What the task asks: Send back all of the data, word for word.

-.-.-

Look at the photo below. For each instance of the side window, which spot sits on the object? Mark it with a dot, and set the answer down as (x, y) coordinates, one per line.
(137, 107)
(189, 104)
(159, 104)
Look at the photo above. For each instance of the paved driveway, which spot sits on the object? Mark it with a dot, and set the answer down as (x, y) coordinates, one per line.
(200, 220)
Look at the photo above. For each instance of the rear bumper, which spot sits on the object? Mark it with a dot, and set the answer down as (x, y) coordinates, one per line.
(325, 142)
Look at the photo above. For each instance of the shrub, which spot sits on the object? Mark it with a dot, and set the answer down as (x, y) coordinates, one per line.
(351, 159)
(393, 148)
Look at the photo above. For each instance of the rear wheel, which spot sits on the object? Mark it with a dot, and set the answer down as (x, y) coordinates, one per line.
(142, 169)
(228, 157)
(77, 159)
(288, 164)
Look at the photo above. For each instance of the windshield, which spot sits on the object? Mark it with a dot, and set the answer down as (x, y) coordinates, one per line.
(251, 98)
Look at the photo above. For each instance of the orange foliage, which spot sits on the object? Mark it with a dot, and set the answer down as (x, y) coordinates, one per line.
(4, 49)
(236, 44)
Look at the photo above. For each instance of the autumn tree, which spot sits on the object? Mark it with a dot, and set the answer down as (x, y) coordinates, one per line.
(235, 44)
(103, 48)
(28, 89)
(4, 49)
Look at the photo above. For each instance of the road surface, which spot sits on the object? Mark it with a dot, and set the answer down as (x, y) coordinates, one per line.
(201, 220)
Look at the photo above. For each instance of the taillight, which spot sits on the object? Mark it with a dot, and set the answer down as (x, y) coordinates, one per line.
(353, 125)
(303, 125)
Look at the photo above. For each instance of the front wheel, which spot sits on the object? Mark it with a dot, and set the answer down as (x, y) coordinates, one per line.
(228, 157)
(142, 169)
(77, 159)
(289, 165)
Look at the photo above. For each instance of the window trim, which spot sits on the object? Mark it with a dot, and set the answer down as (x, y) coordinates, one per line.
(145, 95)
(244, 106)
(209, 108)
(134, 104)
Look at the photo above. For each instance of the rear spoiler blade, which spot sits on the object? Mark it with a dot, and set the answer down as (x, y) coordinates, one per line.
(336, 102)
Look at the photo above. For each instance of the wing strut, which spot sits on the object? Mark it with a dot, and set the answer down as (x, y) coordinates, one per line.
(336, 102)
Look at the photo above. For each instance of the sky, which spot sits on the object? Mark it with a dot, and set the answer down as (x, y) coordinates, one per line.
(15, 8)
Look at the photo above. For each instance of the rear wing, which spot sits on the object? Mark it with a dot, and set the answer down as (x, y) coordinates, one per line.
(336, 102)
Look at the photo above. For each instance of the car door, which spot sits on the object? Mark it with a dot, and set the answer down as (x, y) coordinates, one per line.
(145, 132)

-.-.-

Your solution:
Look at the photo below. For each instance of the side window, which spot sits on the object? Mark it with a dot, and set the answer down as (x, y) coordinates, one per line.
(137, 107)
(189, 104)
(159, 104)
Look at the photo above. For each instance of the paved driveway, which spot sits on the object? Mark it with a dot, and set the answer down as (x, y) coordinates, one per line.
(200, 220)
Look at the photo above. For each instance of the rear bumper, which spot sits on the object? Mark it with a dot, and set the answer down as (x, y) coordinates, one per line.
(325, 142)
Look at the photo above. For each instance of the shrub, which spot sits on the object? Mark it with a dot, and set the answer down as (x, y) coordinates, one per line.
(351, 159)
(393, 148)
Look at the photo above. For each instance of the rear wheel, which spot sits on the object? Mark it with a dot, and set the answer down as (x, y) coordinates, one per line.
(142, 169)
(228, 157)
(77, 159)
(288, 164)
Look at the photo above. For each instance of the windshield, which spot sits on the object? Mark it with a dot, and set the answer down as (x, y) coordinates, one per line.
(251, 98)
Look at the photo above. For each instance of the orange foliage, which spot sits on the object? Mark it with a dot, and set the answer down as (x, y) coordinates, one per line.
(4, 49)
(236, 44)
Look at the photo above. For each instance of the autumn tree, which spot sits on the object? Mark it with a dot, and set the answer down as (x, y) coordinates, one per line.
(235, 44)
(103, 48)
(28, 89)
(4, 49)
Look at the photo above. For each instance of the road surface, which spot sits on the object? Mark it with a dot, and set the answer down as (x, y) coordinates, one per line.
(201, 220)
Look at the photo above. For each instance of the taillight, which spot sits on the object? Mark it with a dot, and set the answer down as (x, y) coordinates, one per line.
(353, 125)
(303, 125)
Look at the photo above. For each instance of the front wheel, which spot sits on the object? Mark it with a dot, and set the answer down as (x, y) coordinates, one per line.
(228, 157)
(142, 169)
(77, 159)
(289, 165)
Look at the photo above. For each instance of the window trim, which spot sits on the object? Mark it with a dot, and set the answer down as (x, y) coordinates, one per line.
(145, 95)
(244, 106)
(209, 108)
(134, 104)
Look at the photo above. For each instance of the rear spoiler blade, which spot sits on the object? Mark it with a dot, and set the answer down as (x, y) coordinates, one per line.
(336, 102)
Look at the photo above. For each instance of the wing strut, which spot sits on the object? Mark it with a dot, and set the answer down as (x, y) coordinates, one per line.
(336, 102)
Look at the photo above. For each instance of the sky, which spot sits on the object? Mark it with a dot, and set the answer down as (x, y) coordinates, one per line.
(15, 8)
Look at the photo above. For each instance of the rear wing, which spot sits on the object? Mark it with a dot, and set the answer down as (x, y) coordinates, one per line.
(336, 102)
Look at the photo above. For each instance of the car door, which spot sits on the object? Mark it with a dot, and set the answer down as (x, y) coordinates, one per line.
(145, 132)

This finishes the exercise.